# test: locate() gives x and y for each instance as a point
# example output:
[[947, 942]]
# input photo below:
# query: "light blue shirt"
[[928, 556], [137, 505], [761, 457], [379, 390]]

* * * * *

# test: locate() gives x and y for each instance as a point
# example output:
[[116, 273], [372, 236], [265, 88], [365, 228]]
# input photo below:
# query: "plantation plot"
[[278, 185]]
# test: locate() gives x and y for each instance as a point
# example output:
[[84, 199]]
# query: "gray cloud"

* * * * *

Collect each of the lines above in which the string "query" appears, and reproduce them verbatim.

# query: "light blue shirt"
# query: "plantation plot"
# query: "gray cloud"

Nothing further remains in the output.